* _The request_
Count the lines in the data below that contain the string "Input", and reply with the number alone.

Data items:
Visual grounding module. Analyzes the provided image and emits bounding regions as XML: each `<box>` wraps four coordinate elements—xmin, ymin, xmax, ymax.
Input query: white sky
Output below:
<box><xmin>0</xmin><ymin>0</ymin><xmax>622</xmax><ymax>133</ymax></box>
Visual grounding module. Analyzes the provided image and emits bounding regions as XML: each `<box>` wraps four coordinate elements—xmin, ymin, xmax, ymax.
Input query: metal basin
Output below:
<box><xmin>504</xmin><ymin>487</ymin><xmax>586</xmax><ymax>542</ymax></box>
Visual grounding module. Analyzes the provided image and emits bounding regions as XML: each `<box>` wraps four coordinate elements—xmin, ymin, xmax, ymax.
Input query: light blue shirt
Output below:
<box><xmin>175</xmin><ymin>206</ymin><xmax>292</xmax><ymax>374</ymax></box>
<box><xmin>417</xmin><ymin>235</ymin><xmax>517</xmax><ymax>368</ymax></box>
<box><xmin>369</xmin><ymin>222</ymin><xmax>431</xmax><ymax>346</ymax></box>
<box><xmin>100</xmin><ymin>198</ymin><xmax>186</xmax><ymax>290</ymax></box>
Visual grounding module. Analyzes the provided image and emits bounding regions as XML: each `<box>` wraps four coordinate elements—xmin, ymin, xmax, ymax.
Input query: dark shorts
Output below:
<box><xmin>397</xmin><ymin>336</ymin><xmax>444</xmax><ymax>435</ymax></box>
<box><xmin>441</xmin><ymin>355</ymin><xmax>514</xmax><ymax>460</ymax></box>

* _Full solution_
4